__Обязательные задания__:
A: Ответьте на вопросы по интервью о фильме «Утомленные солнцем 2»:
(i) В каком журнале и какого числа опубликовано интервью?
(ii) Сколько раз, по словам собеседника, он был в Канне?
(iii) Кому, по словам собеседника, Канн нужен больше?
B: Перепишите фрагмент интервью о фильме «Утомленные солнцем 2» от «Если считать лоббистскими» до «все мало волнует.» включительно, заменив «Франции» на «Италии».
C: Допишите следующую часть интервью о фильме «Утомленные солнцем 2», начав сразу после последней приведенной фразы.

__Отрывок__:
"А РАЗВЕ ОБЯЗАТЕЛЬНО НУЖНА В ФИЛЬМЕ МОРАЛЬ?"

Журнал "Власть" №15
19.04.2010
Юрий Яроцкий

— У первой части "Утомленных солнцем" был законченный финал: прежняя жизнь героев заканчивалась и вместо нее начинался слепой ужас. На этом можно было эффектно остановиться. Почему решили снять сиквел, а не отдельный фильм про войну с новыми героями?

— Это совсем другой фильм. Мы постарались сделать, чтобы просмотр второй части никак не зависел от просмотра первой. Потому что тем, кто сейчас пойдет в кино, тогда было по два года. Рассчитывать на то, что за это время они ее посмотрели, запомнили, прочувствовали, ощутили, нет смысла. Еще мне интересно рассматривать противодействие двух таких разных людей, как Котов и Митя. И это противодействие мне было интересно схлестнуть на фоне огромной войны. А у тех, кто видел первую картину, должен быть особый интерес – увидеть как раз то, о чем Вы говорите.

— То-есть, Вы снимали "Утомленных солнцем 2" в основном для 16-летних, для тех, кто не видел первой части? А в названии при этом цифра "2"?

— Конечно. Это бренд, это "Оскар", это лучший иностранный фильм "Утомленные солнцем". Он на слуху: так ли, сяк ли, в интернет залезли и нашли.

— Есть ли у Вас какие-то прогнозы по поводу того, как примут фильм в Канне?

— Никаких прогнозов. Честно говоря, Канн больше нужен нашим французским прокатчикам, которые еще и имеют права на мировой прокат. Им нужно там засветить картину. А я свое в Канне уже отстрадал, четыре раза там был.

— Говорят, что Вы приложили некоторые лоббистские усилия, чтобы именно Ваш фильм представлял там Россию. Это правда?

Если считать лоббистскими возможностями то, что во Франции меня знают лучше, чем кого бы то ни было из наших режиссеров, то это может быть правдой. Но специально я, разумеется, ничего не делал. Во Франции с успехом прошла ретроспектива моих картин, состоялась премьера "12", я читал мастер-класс при полном зале. И если после всего этого выходит новая картина этого режиссера и ее берут в Канн... Ну, как говорится, полжизни работаешь на имя, полжизни имя работает на тебя. А все эти разговоры – я и "Оскар" себе как-то там пролоббировал, и венецианский "Лев" не настоящий, а так, херня какая-то, вынесли, дали, чтобы не вонял, – меня это все мало волнует.

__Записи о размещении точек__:
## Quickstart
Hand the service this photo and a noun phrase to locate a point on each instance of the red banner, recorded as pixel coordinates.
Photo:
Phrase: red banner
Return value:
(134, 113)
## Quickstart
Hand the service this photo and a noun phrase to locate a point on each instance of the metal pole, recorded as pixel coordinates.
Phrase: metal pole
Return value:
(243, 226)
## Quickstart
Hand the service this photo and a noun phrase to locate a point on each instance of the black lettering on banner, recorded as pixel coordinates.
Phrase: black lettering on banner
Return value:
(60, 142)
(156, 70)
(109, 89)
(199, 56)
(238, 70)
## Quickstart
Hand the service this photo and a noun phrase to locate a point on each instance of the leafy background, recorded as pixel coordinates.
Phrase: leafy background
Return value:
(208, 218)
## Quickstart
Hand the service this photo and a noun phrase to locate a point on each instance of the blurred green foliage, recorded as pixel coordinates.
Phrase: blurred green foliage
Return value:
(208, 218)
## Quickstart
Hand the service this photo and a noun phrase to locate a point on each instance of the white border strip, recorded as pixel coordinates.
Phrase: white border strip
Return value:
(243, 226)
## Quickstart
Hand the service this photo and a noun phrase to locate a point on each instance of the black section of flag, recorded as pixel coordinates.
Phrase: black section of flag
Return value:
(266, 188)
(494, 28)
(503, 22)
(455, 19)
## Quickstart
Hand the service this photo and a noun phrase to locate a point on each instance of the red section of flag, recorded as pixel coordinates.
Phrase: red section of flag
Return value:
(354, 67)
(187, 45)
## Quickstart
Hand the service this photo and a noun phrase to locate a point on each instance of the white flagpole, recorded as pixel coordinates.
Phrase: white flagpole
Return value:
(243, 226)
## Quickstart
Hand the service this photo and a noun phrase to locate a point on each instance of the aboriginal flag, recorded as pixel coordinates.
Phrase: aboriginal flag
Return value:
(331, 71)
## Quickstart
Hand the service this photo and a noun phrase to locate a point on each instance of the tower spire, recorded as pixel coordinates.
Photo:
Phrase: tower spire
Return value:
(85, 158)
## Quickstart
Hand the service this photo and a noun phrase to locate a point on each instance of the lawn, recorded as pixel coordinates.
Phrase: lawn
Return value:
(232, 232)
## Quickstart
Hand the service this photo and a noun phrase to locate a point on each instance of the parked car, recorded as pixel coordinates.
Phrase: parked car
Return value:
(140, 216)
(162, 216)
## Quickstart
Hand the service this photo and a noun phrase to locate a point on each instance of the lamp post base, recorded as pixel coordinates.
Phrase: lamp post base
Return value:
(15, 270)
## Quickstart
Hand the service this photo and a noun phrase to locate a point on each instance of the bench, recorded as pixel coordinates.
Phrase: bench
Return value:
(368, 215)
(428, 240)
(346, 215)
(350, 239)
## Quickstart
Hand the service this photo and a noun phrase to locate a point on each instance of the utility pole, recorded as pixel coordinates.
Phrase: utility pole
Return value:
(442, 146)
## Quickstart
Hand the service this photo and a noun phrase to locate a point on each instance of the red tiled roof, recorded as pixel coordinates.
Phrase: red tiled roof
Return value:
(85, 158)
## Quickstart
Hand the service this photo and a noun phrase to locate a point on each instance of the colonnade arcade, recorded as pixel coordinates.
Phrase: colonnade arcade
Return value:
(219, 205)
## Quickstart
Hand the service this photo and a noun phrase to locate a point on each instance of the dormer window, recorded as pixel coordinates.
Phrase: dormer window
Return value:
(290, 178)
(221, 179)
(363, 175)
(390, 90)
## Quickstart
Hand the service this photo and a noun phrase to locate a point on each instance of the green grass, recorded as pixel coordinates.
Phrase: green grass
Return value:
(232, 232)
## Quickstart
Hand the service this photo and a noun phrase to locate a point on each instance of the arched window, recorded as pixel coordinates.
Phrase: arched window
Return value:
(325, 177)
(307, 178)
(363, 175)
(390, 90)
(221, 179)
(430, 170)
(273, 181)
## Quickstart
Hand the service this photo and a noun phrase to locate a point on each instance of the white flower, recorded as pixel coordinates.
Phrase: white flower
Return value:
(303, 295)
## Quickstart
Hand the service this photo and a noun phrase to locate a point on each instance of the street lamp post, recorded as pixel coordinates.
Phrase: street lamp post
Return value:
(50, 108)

__Список ответов__:
A:
(i) В журнале «Власть» №15, 19.04.2010.
(ii) Четыре раза.
(iii) Французским прокатчикам, у которых есть права на мировой прокат.

B:
Если считать лоббистскими возможностями то, что во Италии меня знают лучше, чем кого бы то ни было из наших режиссеров, то это может быть правдой. Но специально я, разумеется, ничего не делал. Во Италии с успехом прошла ретроспектива моих картин, состоялась премьера "12", я читал мастер-класс при полном зале. И если после всего этого выходит новая картина этого режиссера и ее берут в Канн... Ну, как говорится, полжизни работаешь на имя, полжизни имя работает на тебя. А все эти разговоры – я и "Оскар" себе как-то там пролоббировал, и венецианский "Лев" не настоящий, а так, херня какая-то, вынесли, дали, чтобы не вонял, – меня это все мало волнует.

C:
— Я переформулирую вопрос. Считаете ли Вы, что из всех наших фильмов, снятых за отчетный период, именно у Вашего самые большие шансы победить?

— Я вообще никогда в жизни не думал о том, какое на кого может произвести впечатление моя картина. Считаю ли я, что наша картина самая достойная для Канна? Избави Бог. Но мне кажется, что в ту политическую и художественную программу, которая выставляется на этом конкретном фестивале, мой фильм может вписаться вполне естественно.

— Сейчас о Второй мировой часто говорят так: не так уж важно, кто прав, кто виноват – среди тех, кто принимал решения, виноваты все. Меня удивило, что фильм во многом этой точке зрения соответствует, что его мораль далеко не очевидна. Вы с этим согласны?

— А разве обязательно нужна в фильме мораль? Мне кажется, важна не мораль, а любовь: люблю я своих героев или нет. А я их люблю, и любовь мне мораль заменяет. Вложить в фильм мораль и заставить вас прийти к такому же выводу – это менее интересно. Я рассказываю вам историю о том, как люди, думая, что они могут отлежаться и отсидеться, не ведают, что на самом деле наступает момент, когда их всех вдруг живьем сжигают. И кто виноват? Вопрос на самом деле в том, где Бог на войне. Почему один остается жив, а пятерых рядом накрыло? Почему мальчика с 52 ранениями выхаживали, вылечили, обмундировали, а на глазах у всего госпиталя в него снаряд-дурак прилетел? Почему лейтенант бежит в атаку, в него три минометных осколка, и один пряжку срезал, второй – каблук, третий – звездочку с пилотки, и – ни царапины? Здесь дело в отстраненности взгляда.

Меня еще интересует, через что проходит человек, чтобы выжить, и какой ценой ему это выживание дается, какие испытания ему посылаются.

— Правильно я понимаю, что вторая часть совсем не похожа на первую?

— Это совершенно разные картины. Первая – такая фреска, житие, разные эпизоды, в разные годы, с флэшбеками. Вторая – линейная, восемь дней 1943 года, которые пролетают стремительно. Такая смесь "Неуловимых мстителей" и "Санта-Барбары".

— Последний нашумевший фильм про войну – "Бесславные ублюдки" Тарантино. Мне кажется, Ваш на него чем-то похож. Что Вы о нем думаете?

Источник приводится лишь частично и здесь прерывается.